**WRITTEN PROBLEM**. Copy out, without alteration, everything in the entries below from the line containing "Task: pointing. Mark each instance of the shopping" down to the final line of the entries, both ends included.

+ + + + + + +

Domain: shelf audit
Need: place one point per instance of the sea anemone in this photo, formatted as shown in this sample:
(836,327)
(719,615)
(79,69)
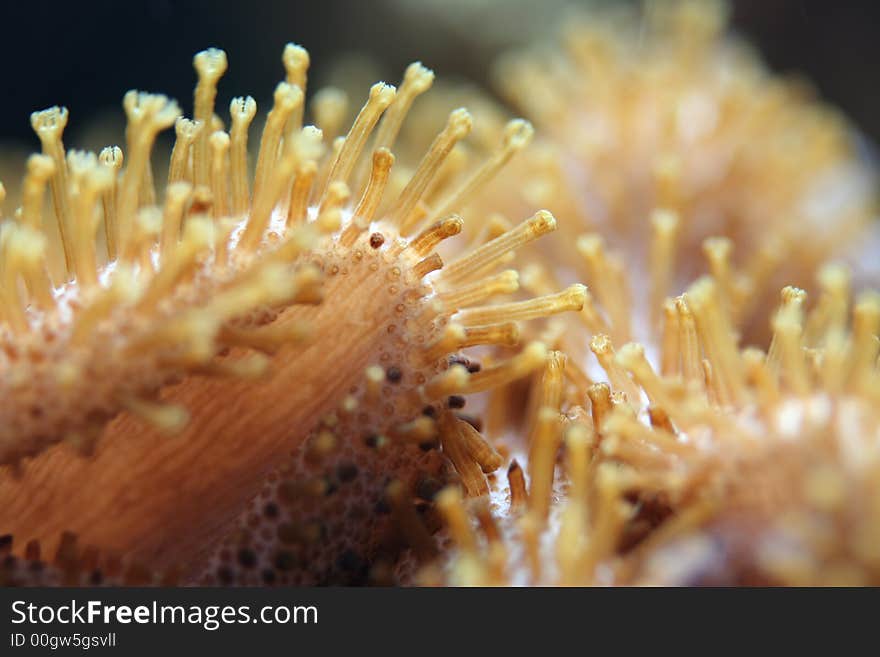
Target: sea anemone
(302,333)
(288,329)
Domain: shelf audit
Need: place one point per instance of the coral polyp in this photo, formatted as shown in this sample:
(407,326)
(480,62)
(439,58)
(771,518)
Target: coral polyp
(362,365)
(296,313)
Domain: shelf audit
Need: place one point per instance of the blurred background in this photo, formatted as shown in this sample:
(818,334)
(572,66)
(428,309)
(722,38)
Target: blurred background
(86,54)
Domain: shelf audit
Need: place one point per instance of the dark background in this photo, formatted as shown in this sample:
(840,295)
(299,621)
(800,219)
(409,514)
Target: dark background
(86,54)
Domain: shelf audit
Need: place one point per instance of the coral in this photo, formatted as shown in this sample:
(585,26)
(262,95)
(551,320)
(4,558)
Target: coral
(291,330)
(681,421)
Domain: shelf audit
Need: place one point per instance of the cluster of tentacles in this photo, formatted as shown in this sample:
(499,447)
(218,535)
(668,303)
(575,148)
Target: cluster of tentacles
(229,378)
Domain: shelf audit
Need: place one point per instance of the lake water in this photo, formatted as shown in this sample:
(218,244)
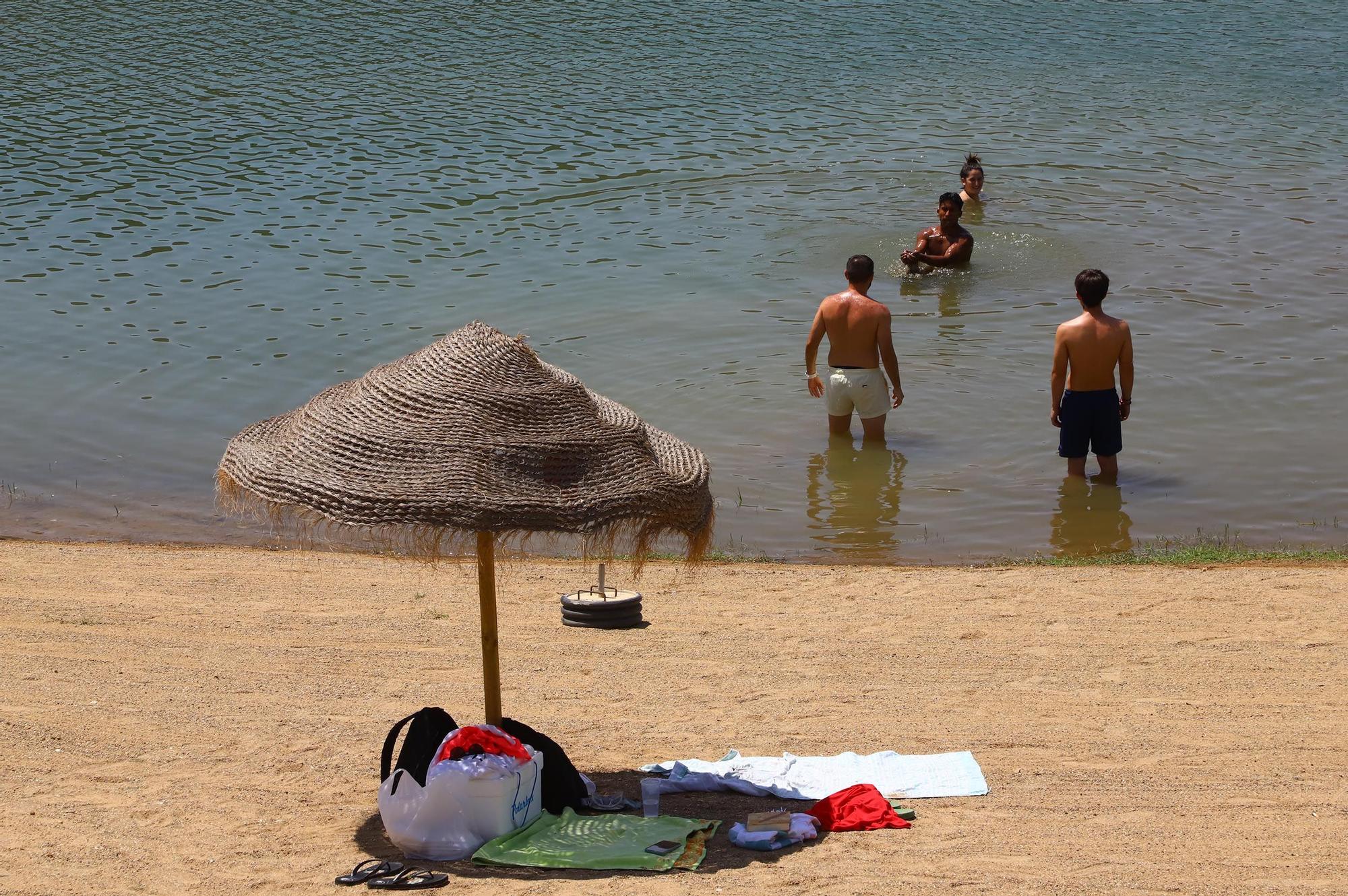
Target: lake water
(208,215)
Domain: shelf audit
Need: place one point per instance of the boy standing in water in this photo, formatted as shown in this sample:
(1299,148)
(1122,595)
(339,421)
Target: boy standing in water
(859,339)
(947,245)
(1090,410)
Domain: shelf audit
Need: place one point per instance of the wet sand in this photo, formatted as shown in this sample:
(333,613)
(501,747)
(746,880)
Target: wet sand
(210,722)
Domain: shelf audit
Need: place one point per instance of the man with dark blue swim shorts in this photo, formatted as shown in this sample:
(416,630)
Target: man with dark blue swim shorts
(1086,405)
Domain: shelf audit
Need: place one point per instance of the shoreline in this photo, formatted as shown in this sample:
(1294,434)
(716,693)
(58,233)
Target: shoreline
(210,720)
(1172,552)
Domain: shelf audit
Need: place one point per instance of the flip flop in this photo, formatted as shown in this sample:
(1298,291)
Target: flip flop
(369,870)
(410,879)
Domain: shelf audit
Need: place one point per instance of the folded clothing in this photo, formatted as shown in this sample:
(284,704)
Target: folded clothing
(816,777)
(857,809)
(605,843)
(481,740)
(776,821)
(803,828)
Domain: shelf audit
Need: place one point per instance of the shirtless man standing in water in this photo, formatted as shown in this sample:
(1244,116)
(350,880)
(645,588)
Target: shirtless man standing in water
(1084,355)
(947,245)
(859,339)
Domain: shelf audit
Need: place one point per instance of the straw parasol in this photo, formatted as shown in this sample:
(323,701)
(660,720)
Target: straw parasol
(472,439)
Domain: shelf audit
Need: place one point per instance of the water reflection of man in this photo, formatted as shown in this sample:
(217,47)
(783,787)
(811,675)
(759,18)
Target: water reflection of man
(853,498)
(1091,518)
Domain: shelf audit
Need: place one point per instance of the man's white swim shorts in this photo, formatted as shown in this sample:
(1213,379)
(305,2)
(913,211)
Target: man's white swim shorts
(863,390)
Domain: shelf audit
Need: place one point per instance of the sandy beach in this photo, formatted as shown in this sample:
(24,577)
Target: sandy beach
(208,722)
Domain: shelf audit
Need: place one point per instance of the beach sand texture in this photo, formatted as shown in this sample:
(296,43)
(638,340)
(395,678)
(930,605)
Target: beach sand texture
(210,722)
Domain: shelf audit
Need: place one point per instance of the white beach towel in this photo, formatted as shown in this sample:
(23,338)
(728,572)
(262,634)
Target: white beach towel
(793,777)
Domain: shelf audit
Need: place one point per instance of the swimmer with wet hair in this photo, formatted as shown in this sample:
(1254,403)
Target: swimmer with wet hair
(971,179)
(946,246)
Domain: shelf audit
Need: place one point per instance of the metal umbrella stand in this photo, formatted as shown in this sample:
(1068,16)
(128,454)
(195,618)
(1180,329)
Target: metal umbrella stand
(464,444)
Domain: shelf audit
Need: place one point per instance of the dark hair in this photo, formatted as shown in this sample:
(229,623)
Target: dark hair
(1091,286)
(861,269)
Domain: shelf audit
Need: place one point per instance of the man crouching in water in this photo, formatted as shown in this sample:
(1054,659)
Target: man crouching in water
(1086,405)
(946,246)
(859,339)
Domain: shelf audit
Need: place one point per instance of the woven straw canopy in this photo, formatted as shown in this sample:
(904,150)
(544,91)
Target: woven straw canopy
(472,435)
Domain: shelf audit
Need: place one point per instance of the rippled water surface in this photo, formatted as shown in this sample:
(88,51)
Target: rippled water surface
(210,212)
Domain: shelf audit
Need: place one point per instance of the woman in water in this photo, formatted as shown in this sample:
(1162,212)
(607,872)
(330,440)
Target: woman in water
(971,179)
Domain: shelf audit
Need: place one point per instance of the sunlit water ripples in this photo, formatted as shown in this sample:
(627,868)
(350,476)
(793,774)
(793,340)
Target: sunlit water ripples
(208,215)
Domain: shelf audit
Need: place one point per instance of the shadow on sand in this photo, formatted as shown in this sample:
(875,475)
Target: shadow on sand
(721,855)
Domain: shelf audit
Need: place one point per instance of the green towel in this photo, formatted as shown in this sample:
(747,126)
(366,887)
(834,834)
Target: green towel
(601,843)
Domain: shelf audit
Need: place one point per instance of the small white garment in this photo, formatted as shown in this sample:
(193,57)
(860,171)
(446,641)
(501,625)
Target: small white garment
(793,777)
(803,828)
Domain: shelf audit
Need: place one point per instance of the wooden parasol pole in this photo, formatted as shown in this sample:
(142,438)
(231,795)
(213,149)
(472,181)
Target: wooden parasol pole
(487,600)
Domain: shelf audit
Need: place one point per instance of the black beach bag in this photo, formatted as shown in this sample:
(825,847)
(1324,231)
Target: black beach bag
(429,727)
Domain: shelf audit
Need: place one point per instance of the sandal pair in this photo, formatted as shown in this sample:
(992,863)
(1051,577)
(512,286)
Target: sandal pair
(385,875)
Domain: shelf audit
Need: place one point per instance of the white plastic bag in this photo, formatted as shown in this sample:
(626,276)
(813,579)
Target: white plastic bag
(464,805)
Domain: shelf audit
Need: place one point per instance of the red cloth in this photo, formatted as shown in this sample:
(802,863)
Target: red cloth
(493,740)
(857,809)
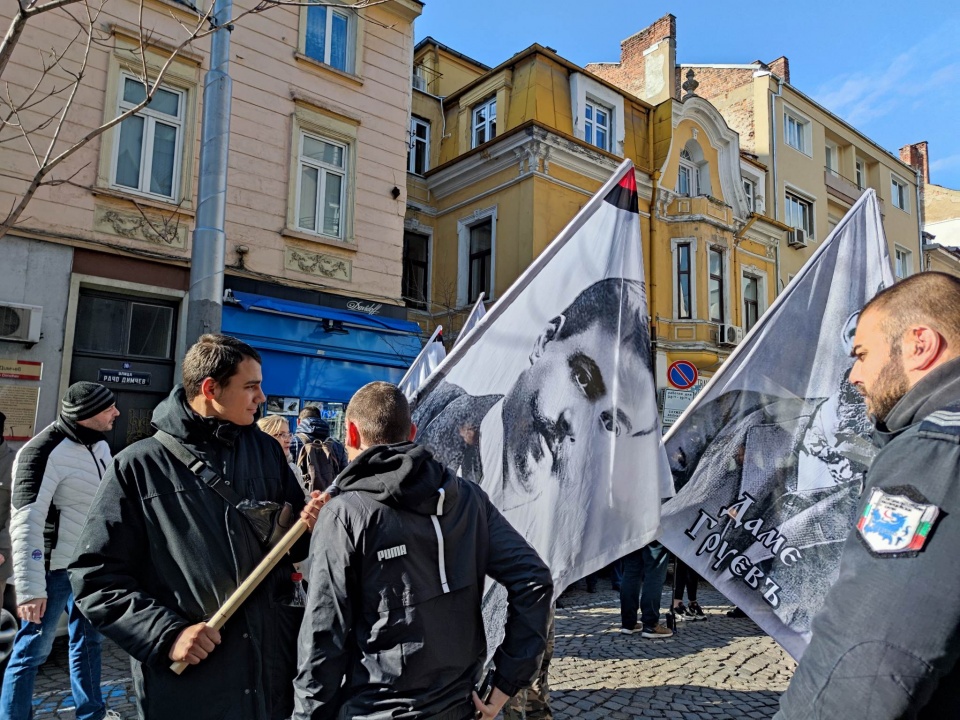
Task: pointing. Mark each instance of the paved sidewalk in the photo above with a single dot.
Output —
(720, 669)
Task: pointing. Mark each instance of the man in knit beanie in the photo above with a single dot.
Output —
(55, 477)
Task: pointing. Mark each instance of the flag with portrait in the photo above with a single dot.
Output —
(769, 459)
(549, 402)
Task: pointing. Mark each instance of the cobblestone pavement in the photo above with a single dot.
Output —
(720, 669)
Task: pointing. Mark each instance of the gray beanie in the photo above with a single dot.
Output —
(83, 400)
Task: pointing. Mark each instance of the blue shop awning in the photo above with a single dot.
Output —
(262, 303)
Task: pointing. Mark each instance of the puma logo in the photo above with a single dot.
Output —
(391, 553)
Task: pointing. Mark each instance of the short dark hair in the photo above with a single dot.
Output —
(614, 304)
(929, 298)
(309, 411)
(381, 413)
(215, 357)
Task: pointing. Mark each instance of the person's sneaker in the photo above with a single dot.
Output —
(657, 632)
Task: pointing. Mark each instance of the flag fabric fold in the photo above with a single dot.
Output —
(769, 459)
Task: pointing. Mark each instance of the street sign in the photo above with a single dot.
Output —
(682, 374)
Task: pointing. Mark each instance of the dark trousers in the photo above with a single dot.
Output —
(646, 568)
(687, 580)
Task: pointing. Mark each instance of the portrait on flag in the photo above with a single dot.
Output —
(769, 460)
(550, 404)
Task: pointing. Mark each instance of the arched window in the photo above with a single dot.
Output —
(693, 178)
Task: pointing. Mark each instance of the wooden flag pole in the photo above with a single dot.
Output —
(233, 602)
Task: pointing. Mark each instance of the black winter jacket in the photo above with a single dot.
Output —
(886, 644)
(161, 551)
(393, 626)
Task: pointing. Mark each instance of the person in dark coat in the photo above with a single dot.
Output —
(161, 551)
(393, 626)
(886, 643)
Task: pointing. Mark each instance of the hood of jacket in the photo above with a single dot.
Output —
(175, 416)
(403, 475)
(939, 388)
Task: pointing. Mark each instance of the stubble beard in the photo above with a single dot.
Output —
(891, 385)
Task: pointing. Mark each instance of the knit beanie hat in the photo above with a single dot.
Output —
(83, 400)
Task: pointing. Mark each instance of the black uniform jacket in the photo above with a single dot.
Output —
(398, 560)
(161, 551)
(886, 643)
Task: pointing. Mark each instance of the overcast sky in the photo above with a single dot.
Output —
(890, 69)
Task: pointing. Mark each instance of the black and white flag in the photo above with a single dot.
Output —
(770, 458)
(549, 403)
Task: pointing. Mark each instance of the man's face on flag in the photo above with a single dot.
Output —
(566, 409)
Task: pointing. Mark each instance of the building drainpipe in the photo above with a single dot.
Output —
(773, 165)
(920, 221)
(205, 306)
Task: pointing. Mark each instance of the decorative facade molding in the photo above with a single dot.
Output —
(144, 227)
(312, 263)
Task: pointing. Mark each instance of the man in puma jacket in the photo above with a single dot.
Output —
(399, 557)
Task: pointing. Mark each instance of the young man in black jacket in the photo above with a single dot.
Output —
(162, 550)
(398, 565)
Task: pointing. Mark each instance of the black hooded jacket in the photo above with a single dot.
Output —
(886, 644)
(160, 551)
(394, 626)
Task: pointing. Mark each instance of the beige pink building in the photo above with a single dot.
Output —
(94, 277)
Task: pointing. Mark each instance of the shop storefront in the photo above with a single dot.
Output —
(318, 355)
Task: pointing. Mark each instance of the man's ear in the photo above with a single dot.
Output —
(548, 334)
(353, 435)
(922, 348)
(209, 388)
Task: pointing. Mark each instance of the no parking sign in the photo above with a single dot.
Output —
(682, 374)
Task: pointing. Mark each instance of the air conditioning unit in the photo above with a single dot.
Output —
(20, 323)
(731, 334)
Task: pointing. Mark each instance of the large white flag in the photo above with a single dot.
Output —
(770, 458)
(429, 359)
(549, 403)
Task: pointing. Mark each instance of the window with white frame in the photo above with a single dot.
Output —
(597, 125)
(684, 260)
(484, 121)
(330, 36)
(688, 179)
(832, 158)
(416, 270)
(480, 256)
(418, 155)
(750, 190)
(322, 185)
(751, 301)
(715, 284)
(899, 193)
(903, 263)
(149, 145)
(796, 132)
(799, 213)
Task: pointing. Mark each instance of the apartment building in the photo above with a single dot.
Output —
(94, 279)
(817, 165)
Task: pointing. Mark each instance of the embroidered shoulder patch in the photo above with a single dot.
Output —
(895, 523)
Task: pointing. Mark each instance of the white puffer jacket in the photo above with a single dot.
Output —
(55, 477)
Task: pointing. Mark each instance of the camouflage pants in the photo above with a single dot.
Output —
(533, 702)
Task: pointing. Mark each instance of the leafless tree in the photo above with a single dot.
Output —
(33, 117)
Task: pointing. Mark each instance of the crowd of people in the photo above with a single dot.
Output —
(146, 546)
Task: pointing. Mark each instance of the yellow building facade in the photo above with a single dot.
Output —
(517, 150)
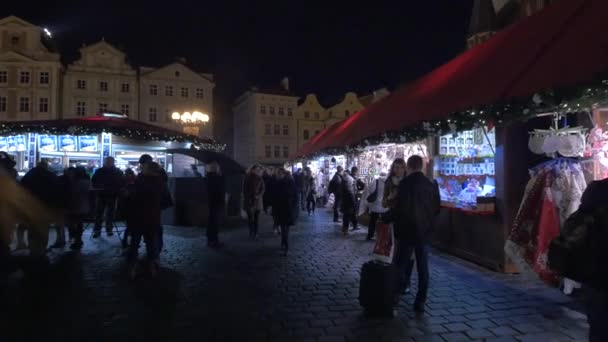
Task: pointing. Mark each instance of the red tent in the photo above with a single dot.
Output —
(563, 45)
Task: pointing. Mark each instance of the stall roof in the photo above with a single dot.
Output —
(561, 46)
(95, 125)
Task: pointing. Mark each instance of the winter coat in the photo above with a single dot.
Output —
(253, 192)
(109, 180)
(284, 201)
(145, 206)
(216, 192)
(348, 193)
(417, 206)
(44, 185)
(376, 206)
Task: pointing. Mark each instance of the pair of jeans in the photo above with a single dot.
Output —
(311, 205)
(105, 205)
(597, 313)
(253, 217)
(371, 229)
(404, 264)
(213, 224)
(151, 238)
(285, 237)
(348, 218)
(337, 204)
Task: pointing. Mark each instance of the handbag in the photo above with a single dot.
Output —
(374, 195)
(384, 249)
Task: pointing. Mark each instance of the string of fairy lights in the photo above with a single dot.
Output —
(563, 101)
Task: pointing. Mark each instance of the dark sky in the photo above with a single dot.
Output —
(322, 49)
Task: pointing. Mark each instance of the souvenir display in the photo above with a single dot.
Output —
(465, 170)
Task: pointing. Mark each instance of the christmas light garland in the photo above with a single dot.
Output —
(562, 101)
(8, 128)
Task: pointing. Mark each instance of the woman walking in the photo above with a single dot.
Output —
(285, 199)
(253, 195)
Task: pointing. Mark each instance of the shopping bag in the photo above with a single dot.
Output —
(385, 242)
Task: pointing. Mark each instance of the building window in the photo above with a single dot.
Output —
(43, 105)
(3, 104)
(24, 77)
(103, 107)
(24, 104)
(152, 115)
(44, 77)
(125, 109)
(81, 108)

+ + + + + + +

**EXERCISE OUTPUT**.
Task: pointing. Mark each instance of the shopping bag in the photo above with a single dot.
Output —
(385, 242)
Task: pointing. Mark each instance of the building window in the photo above with a single dot.
Output —
(43, 105)
(3, 104)
(24, 77)
(103, 107)
(24, 104)
(152, 115)
(44, 77)
(125, 109)
(81, 108)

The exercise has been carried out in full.